== Page extract ==
TTFX optimization of aigenerate("text"; model)

svilupp / PromptingTools.jl

Streamline your life using PromptingTools.jl, the Julia package that simplifies interacting with large language models.

https://svilupp.github.io/PromptingTools.jl/dev/

MIT License

127 stars 14 forks source link

TTFX optimization of aigenerate("text"; model) #236

Open Sixzero opened 8 hours ago

Sixzero commented 8 hours ago

Recently I decided to cut down on TTFX of EasyContext.jl and realized that TTFX of PromptingTools needs to improve a lot:

time julia -e 'using PromptingTools; @time ai"Hi there"gpt4om;'
[ Info: Tokens: 28 @ Cost: $0.0 in 6.8 seconds
  7.875881 seconds (11.58 M allocations: 785.347 MiB, 5.01% gc time, 99.61% compilation time)
===
> _Exercise 1_:
Output the part of the TTFX issue from "Sixzero commented 8" to "99.61% compilation time)", word for word.
> _Exercise 2_:
Pick up the TTFX issue after its last line and keep writing it.
You won't need the listing for any of this.
== Data to examine ==
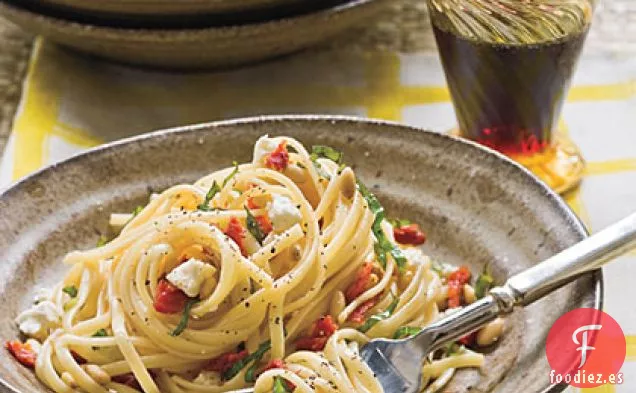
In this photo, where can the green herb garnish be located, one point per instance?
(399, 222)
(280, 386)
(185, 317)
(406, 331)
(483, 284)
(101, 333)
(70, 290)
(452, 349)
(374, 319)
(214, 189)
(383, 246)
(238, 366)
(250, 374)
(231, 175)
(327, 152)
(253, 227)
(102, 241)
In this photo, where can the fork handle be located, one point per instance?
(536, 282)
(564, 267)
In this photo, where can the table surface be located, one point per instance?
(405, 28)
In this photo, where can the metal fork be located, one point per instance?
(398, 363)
===
== Data to examine ==
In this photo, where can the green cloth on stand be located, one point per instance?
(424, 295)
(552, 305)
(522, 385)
===
== Data to examine ==
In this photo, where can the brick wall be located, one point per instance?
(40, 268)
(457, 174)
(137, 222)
===
> _Response 1_:
Sixzero commented 8 hours ago

Recently I decided to cut down on TTFX of EasyContext.jl and realized that TTFX of PromptingTools needs to improve a lot:

time julia -e 'using PromptingTools; @time ai"Hi there"gpt4om;'
[ Info: Tokens: 28 @ Cost: $0.0 in 6.8 seconds
  7.875881 seconds (11.58 M allocations: 785.347 MiB, 5.01% gc time, 99.61% compilation time)

> _Response 2_:
julia -e 'using PromptingTools; @time ai"Hi there"gpt4om;'  8.28s user 0.73s system 106% cpu 8.469 total

Correct me if I did something wrong here.

Sixzero commented 8 hours ago

I wonder if we could somehow bring it down 0.3 seconds, what is the time for ai"Hello"echo in the precompilation.jl.

svilupp commented 5 hours ago

There is already mocking like this: https://github.com/svilupp/PromptingTools.jl/blob/main/src/precompilation.jl

It seems that the majority of the time is spent on the HTTP call (as per our Slack chat), so we would need to make sure the right HTTP paths get precompiled, perhaps with a mock server to make sure the HTTP stack gets called.

Did you manage to isolate how much is the compilation vs the API request itself?